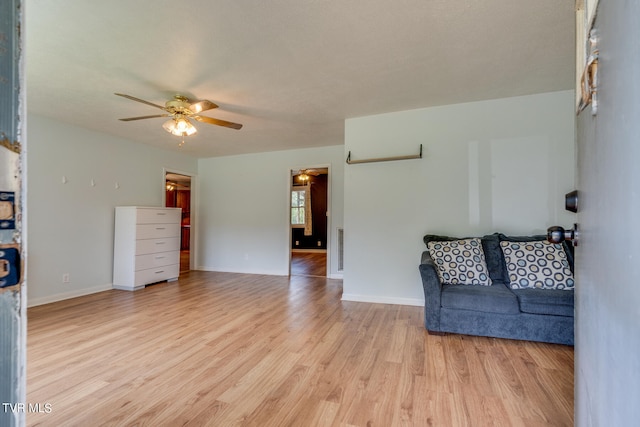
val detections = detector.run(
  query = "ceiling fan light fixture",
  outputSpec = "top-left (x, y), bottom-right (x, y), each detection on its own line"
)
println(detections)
top-left (162, 117), bottom-right (198, 136)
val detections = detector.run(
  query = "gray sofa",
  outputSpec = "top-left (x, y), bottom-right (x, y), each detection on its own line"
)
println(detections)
top-left (419, 233), bottom-right (574, 345)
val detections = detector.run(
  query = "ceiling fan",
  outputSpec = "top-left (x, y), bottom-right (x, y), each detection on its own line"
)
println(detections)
top-left (115, 93), bottom-right (242, 143)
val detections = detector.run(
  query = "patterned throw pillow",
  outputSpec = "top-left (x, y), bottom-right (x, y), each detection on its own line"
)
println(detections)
top-left (427, 238), bottom-right (491, 286)
top-left (500, 241), bottom-right (574, 290)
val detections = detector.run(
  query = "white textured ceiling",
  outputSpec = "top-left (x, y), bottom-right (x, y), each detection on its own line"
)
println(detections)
top-left (25, 0), bottom-right (574, 157)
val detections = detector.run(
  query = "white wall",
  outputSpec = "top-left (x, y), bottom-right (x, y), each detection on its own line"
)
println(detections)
top-left (27, 115), bottom-right (197, 306)
top-left (343, 91), bottom-right (575, 305)
top-left (575, 1), bottom-right (640, 426)
top-left (197, 145), bottom-right (345, 277)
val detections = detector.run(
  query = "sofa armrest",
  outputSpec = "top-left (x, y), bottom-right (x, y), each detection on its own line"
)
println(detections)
top-left (419, 251), bottom-right (442, 332)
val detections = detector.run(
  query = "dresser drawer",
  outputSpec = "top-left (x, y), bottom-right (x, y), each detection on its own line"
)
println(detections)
top-left (135, 251), bottom-right (180, 271)
top-left (136, 208), bottom-right (182, 224)
top-left (136, 222), bottom-right (180, 239)
top-left (134, 264), bottom-right (180, 286)
top-left (136, 237), bottom-right (180, 255)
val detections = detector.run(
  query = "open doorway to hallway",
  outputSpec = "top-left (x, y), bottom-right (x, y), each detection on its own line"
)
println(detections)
top-left (165, 171), bottom-right (192, 272)
top-left (289, 167), bottom-right (329, 277)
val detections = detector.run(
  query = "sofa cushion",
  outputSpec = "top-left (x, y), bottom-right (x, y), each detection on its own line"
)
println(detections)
top-left (440, 283), bottom-right (520, 314)
top-left (427, 238), bottom-right (491, 286)
top-left (500, 241), bottom-right (574, 290)
top-left (513, 289), bottom-right (574, 316)
top-left (422, 233), bottom-right (509, 283)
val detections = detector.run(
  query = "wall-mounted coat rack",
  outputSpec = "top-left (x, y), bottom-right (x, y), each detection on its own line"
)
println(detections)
top-left (347, 144), bottom-right (422, 165)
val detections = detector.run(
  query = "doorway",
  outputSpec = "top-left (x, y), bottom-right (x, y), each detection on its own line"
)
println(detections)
top-left (289, 167), bottom-right (329, 277)
top-left (164, 171), bottom-right (193, 273)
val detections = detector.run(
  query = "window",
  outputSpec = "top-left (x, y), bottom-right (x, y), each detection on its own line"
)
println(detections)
top-left (291, 189), bottom-right (305, 227)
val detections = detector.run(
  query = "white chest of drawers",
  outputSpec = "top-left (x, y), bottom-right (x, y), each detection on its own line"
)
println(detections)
top-left (113, 206), bottom-right (182, 291)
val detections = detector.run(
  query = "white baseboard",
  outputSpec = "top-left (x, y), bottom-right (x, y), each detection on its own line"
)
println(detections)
top-left (342, 294), bottom-right (424, 307)
top-left (196, 265), bottom-right (289, 276)
top-left (27, 283), bottom-right (113, 307)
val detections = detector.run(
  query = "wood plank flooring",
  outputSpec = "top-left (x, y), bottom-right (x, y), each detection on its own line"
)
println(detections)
top-left (27, 271), bottom-right (573, 427)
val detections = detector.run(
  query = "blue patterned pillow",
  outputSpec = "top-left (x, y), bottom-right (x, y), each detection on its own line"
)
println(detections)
top-left (500, 241), bottom-right (574, 290)
top-left (427, 238), bottom-right (491, 286)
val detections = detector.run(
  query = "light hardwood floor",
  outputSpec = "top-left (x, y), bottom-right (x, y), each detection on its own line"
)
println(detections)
top-left (27, 271), bottom-right (573, 427)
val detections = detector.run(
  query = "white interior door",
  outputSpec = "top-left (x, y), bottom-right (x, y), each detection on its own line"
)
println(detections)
top-left (0, 0), bottom-right (27, 426)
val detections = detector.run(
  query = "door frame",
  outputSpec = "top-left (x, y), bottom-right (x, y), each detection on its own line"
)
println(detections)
top-left (161, 167), bottom-right (198, 270)
top-left (287, 163), bottom-right (333, 278)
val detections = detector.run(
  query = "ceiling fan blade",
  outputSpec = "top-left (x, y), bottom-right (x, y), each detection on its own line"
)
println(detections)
top-left (114, 93), bottom-right (165, 110)
top-left (189, 99), bottom-right (218, 114)
top-left (118, 114), bottom-right (171, 122)
top-left (191, 116), bottom-right (242, 129)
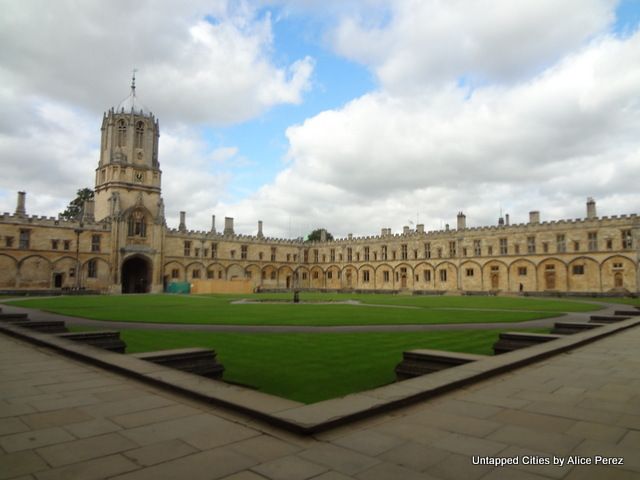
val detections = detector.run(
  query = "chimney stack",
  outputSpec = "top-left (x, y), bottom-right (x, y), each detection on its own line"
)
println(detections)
top-left (224, 217), bottom-right (235, 235)
top-left (587, 197), bottom-right (598, 220)
top-left (529, 210), bottom-right (540, 223)
top-left (16, 192), bottom-right (27, 217)
top-left (82, 200), bottom-right (96, 223)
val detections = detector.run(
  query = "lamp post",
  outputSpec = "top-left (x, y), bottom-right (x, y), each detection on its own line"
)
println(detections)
top-left (74, 222), bottom-right (84, 291)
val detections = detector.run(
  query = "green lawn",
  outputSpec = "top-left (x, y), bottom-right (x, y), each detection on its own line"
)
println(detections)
top-left (89, 329), bottom-right (548, 403)
top-left (5, 294), bottom-right (598, 326)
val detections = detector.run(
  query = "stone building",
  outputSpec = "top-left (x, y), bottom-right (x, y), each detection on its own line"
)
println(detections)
top-left (0, 82), bottom-right (640, 293)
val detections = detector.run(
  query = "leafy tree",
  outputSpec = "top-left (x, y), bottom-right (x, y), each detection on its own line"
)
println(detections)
top-left (60, 188), bottom-right (95, 220)
top-left (307, 228), bottom-right (333, 242)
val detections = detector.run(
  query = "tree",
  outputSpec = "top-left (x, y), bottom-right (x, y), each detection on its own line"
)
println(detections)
top-left (60, 188), bottom-right (95, 220)
top-left (306, 228), bottom-right (333, 242)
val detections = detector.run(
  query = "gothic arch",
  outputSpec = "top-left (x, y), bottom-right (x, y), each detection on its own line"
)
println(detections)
top-left (227, 263), bottom-right (245, 280)
top-left (482, 259), bottom-right (509, 291)
top-left (509, 258), bottom-right (538, 292)
top-left (393, 262), bottom-right (414, 289)
top-left (120, 253), bottom-right (153, 293)
top-left (0, 253), bottom-right (18, 288)
top-left (460, 260), bottom-right (484, 292)
top-left (434, 260), bottom-right (458, 290)
top-left (413, 261), bottom-right (435, 290)
top-left (536, 257), bottom-right (568, 292)
top-left (567, 256), bottom-right (602, 292)
top-left (600, 255), bottom-right (638, 292)
top-left (16, 255), bottom-right (52, 288)
top-left (164, 260), bottom-right (185, 282)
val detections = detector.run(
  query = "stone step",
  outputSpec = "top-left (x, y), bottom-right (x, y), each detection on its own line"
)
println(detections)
top-left (589, 315), bottom-right (630, 323)
top-left (12, 320), bottom-right (67, 333)
top-left (0, 313), bottom-right (29, 322)
top-left (58, 330), bottom-right (127, 353)
top-left (132, 348), bottom-right (224, 378)
top-left (395, 349), bottom-right (486, 380)
top-left (493, 332), bottom-right (562, 355)
top-left (551, 322), bottom-right (604, 335)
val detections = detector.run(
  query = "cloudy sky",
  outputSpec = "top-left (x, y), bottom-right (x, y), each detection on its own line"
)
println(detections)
top-left (0, 0), bottom-right (640, 237)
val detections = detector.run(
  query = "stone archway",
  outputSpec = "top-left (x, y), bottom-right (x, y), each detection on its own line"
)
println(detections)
top-left (121, 256), bottom-right (152, 293)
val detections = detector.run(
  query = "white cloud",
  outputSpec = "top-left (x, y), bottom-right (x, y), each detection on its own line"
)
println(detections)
top-left (332, 0), bottom-right (615, 94)
top-left (225, 32), bottom-right (640, 239)
top-left (0, 0), bottom-right (313, 215)
top-left (0, 0), bottom-right (313, 124)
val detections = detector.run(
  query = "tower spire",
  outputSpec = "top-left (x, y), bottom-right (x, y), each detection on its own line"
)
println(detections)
top-left (131, 68), bottom-right (138, 97)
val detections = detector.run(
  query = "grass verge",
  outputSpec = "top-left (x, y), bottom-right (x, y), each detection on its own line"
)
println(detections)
top-left (69, 329), bottom-right (548, 403)
top-left (7, 294), bottom-right (598, 326)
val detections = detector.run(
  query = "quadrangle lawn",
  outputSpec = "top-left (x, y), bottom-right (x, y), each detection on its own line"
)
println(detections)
top-left (72, 328), bottom-right (548, 403)
top-left (5, 294), bottom-right (599, 326)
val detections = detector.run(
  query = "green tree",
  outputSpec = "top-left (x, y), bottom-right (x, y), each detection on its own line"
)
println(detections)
top-left (307, 228), bottom-right (333, 242)
top-left (60, 188), bottom-right (95, 220)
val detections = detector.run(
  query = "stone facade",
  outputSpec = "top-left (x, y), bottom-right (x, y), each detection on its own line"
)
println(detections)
top-left (0, 84), bottom-right (640, 293)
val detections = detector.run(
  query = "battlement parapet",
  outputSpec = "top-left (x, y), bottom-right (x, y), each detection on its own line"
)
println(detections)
top-left (0, 212), bottom-right (110, 231)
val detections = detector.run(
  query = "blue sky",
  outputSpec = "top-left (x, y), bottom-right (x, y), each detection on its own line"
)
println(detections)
top-left (0, 0), bottom-right (640, 236)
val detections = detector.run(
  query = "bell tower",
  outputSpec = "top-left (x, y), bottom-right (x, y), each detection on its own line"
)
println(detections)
top-left (95, 75), bottom-right (165, 293)
top-left (95, 70), bottom-right (164, 222)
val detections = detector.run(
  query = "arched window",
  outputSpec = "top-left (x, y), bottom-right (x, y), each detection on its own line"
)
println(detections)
top-left (117, 120), bottom-right (127, 147)
top-left (135, 122), bottom-right (144, 148)
top-left (128, 210), bottom-right (147, 237)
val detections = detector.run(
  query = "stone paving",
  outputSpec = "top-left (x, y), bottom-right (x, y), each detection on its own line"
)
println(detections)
top-left (0, 327), bottom-right (640, 480)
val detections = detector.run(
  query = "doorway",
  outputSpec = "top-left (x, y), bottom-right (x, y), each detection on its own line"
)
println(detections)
top-left (122, 257), bottom-right (151, 293)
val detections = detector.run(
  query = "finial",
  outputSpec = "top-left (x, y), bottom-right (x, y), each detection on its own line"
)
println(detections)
top-left (131, 68), bottom-right (138, 95)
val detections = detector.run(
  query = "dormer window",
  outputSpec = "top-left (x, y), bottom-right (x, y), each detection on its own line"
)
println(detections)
top-left (129, 210), bottom-right (147, 237)
top-left (117, 120), bottom-right (127, 147)
top-left (135, 122), bottom-right (144, 148)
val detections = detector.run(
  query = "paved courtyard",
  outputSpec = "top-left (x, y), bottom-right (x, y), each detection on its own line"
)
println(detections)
top-left (0, 327), bottom-right (640, 480)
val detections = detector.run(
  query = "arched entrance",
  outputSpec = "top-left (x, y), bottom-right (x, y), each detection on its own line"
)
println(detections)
top-left (122, 256), bottom-right (151, 293)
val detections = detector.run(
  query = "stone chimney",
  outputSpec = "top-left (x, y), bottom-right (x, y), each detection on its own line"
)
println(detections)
top-left (587, 197), bottom-right (598, 220)
top-left (16, 192), bottom-right (27, 217)
top-left (529, 210), bottom-right (540, 223)
top-left (224, 217), bottom-right (235, 235)
top-left (82, 200), bottom-right (96, 223)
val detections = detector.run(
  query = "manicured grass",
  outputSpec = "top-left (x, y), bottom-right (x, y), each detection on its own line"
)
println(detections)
top-left (6, 294), bottom-right (598, 326)
top-left (92, 329), bottom-right (548, 403)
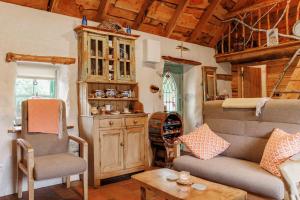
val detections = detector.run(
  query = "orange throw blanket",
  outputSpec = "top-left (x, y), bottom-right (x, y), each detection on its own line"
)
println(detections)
top-left (28, 99), bottom-right (60, 134)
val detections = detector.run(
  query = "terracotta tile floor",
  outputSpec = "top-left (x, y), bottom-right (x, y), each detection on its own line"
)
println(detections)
top-left (0, 179), bottom-right (140, 200)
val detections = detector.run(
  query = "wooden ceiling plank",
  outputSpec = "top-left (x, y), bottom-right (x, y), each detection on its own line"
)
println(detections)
top-left (96, 0), bottom-right (110, 21)
top-left (224, 0), bottom-right (286, 19)
top-left (189, 0), bottom-right (221, 42)
top-left (132, 0), bottom-right (154, 30)
top-left (209, 0), bottom-right (250, 47)
top-left (47, 0), bottom-right (59, 12)
top-left (165, 0), bottom-right (189, 37)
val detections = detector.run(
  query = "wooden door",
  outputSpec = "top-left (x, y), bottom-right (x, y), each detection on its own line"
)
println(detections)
top-left (124, 126), bottom-right (145, 169)
top-left (242, 67), bottom-right (262, 98)
top-left (100, 129), bottom-right (124, 173)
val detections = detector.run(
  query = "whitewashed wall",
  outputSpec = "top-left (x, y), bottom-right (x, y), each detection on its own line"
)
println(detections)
top-left (0, 2), bottom-right (230, 196)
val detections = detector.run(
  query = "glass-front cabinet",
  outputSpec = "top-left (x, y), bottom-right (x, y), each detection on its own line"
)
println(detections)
top-left (117, 38), bottom-right (135, 81)
top-left (75, 27), bottom-right (136, 83)
top-left (87, 35), bottom-right (108, 80)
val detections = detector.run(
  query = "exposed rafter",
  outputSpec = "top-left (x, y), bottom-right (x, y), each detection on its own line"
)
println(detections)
top-left (132, 0), bottom-right (153, 30)
top-left (47, 0), bottom-right (59, 12)
top-left (189, 0), bottom-right (221, 42)
top-left (209, 0), bottom-right (252, 47)
top-left (96, 0), bottom-right (110, 21)
top-left (165, 0), bottom-right (189, 37)
top-left (224, 0), bottom-right (286, 19)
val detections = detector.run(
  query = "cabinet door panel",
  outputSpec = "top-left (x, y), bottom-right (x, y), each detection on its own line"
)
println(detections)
top-left (100, 130), bottom-right (124, 173)
top-left (124, 127), bottom-right (145, 168)
top-left (88, 34), bottom-right (108, 80)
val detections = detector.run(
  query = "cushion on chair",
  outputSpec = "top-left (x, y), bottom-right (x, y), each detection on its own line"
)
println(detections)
top-left (174, 156), bottom-right (284, 199)
top-left (33, 153), bottom-right (87, 180)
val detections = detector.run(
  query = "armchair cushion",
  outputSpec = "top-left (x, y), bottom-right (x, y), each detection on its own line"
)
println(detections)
top-left (33, 153), bottom-right (87, 180)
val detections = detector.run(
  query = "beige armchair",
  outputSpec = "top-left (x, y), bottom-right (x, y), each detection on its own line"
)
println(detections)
top-left (17, 100), bottom-right (88, 200)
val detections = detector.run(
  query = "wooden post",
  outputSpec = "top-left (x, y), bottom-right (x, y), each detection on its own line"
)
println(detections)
top-left (267, 13), bottom-right (271, 29)
top-left (296, 1), bottom-right (300, 21)
top-left (285, 1), bottom-right (290, 35)
top-left (228, 23), bottom-right (231, 52)
top-left (258, 9), bottom-right (261, 47)
top-left (221, 33), bottom-right (224, 53)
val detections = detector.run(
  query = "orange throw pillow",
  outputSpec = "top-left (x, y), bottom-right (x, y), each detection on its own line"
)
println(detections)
top-left (179, 124), bottom-right (230, 160)
top-left (260, 129), bottom-right (300, 177)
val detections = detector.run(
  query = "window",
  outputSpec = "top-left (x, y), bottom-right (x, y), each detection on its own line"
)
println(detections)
top-left (15, 63), bottom-right (57, 119)
top-left (163, 72), bottom-right (178, 112)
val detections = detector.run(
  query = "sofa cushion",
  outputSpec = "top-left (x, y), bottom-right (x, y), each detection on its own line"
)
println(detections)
top-left (179, 124), bottom-right (230, 160)
top-left (260, 128), bottom-right (300, 177)
top-left (33, 153), bottom-right (87, 180)
top-left (174, 156), bottom-right (284, 199)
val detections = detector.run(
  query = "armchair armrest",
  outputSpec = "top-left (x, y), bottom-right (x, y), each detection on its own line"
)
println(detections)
top-left (279, 154), bottom-right (300, 200)
top-left (69, 135), bottom-right (88, 162)
top-left (17, 138), bottom-right (33, 153)
top-left (16, 138), bottom-right (34, 179)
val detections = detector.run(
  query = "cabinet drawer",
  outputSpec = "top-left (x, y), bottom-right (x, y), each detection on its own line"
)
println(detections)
top-left (125, 117), bottom-right (145, 126)
top-left (99, 119), bottom-right (122, 128)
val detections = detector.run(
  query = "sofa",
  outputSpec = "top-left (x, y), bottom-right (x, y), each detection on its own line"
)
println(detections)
top-left (173, 100), bottom-right (300, 199)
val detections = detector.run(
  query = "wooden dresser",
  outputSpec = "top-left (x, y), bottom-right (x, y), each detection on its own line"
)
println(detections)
top-left (75, 26), bottom-right (149, 187)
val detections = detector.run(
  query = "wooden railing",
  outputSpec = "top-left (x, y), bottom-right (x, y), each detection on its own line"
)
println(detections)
top-left (216, 0), bottom-right (300, 54)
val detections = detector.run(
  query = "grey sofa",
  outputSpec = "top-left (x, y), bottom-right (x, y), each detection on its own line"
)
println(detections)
top-left (173, 100), bottom-right (300, 199)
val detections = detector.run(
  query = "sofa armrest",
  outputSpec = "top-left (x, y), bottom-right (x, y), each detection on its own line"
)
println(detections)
top-left (69, 135), bottom-right (88, 162)
top-left (175, 140), bottom-right (181, 158)
top-left (290, 153), bottom-right (300, 161)
top-left (279, 158), bottom-right (300, 200)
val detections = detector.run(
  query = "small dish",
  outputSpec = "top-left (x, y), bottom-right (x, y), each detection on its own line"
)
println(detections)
top-left (167, 174), bottom-right (178, 181)
top-left (192, 183), bottom-right (207, 191)
top-left (176, 179), bottom-right (193, 185)
top-left (110, 111), bottom-right (120, 115)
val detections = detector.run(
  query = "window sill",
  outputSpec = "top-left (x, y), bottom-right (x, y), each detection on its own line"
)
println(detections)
top-left (7, 125), bottom-right (74, 134)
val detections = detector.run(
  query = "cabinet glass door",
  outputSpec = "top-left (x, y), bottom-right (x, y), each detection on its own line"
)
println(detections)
top-left (88, 36), bottom-right (107, 80)
top-left (118, 39), bottom-right (134, 81)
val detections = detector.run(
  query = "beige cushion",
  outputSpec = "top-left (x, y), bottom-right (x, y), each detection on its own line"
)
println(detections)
top-left (33, 153), bottom-right (87, 180)
top-left (174, 156), bottom-right (284, 199)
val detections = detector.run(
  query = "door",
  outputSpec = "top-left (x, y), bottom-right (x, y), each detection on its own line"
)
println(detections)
top-left (88, 35), bottom-right (108, 80)
top-left (100, 129), bottom-right (124, 173)
top-left (242, 67), bottom-right (262, 98)
top-left (117, 38), bottom-right (135, 81)
top-left (124, 126), bottom-right (145, 169)
top-left (163, 63), bottom-right (183, 116)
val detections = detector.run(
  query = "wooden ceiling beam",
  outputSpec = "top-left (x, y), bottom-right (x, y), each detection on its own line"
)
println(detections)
top-left (165, 0), bottom-right (189, 37)
top-left (47, 0), bottom-right (59, 12)
top-left (96, 0), bottom-right (110, 21)
top-left (132, 0), bottom-right (154, 30)
top-left (189, 0), bottom-right (221, 42)
top-left (224, 0), bottom-right (286, 19)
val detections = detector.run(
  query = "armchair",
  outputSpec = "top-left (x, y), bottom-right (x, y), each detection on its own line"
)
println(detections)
top-left (16, 100), bottom-right (88, 200)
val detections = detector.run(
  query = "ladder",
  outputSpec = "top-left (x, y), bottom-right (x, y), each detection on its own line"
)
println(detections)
top-left (270, 49), bottom-right (300, 98)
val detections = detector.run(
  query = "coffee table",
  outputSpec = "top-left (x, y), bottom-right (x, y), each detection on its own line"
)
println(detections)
top-left (131, 168), bottom-right (247, 200)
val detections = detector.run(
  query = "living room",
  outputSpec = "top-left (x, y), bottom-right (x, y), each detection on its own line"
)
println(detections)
top-left (0, 0), bottom-right (300, 200)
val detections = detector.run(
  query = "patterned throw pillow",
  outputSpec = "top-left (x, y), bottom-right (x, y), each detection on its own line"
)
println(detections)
top-left (179, 124), bottom-right (230, 160)
top-left (260, 129), bottom-right (300, 177)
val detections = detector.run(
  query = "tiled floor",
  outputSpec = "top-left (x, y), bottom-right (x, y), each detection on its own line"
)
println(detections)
top-left (0, 180), bottom-right (140, 200)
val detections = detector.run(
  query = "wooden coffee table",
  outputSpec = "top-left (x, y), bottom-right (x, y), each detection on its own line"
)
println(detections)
top-left (131, 168), bottom-right (247, 200)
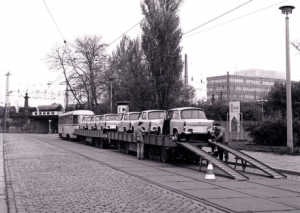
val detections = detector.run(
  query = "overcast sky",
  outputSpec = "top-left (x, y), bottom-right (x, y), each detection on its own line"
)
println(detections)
top-left (0, 0), bottom-right (300, 106)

WHAT YOU NEED TO DO:
Recast the data from its start through the line containing "top-left (162, 117), bottom-right (198, 136)", inclusive, as a Markdown table with the columns "Row" and "Text". Number each row, and leave out blank lines and pictures.

WRITTEN ANSWER:
| Row | Text |
|---|---|
| 1 | val detections = detector.run( |
| 2 |   query = "ceiling fan light fixture", |
| 3 |   outputSpec = "top-left (x, y), bottom-right (x, y), each detection on its own line" |
| 4 | ) |
| 5 | println(detections) |
| 6 | top-left (162, 117), bottom-right (198, 136) |